### [Short exercise]
Count the lines in the rows below that contain the word "plant", treating uppercase and lowercase as different, and reply with only that number.

### [Data excerpts]
= = =
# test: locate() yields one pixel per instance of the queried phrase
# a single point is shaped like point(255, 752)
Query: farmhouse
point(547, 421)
= = =
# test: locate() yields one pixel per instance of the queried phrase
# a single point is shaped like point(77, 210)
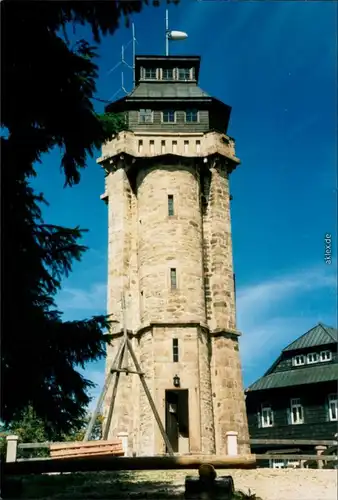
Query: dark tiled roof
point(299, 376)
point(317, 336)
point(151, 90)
= = =
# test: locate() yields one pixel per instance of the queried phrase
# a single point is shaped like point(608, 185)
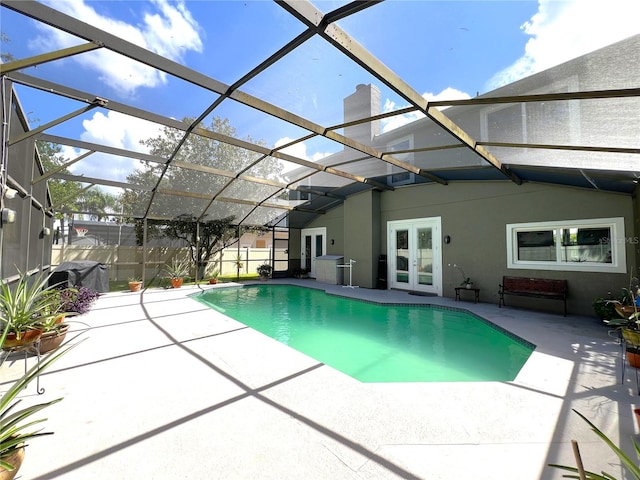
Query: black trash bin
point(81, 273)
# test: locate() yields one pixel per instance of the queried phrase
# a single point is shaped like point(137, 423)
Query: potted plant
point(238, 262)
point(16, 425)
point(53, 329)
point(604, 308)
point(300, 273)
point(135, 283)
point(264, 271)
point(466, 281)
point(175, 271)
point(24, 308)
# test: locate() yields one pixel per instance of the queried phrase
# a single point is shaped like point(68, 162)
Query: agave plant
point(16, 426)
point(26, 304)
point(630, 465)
= = =
### [Final answer]
2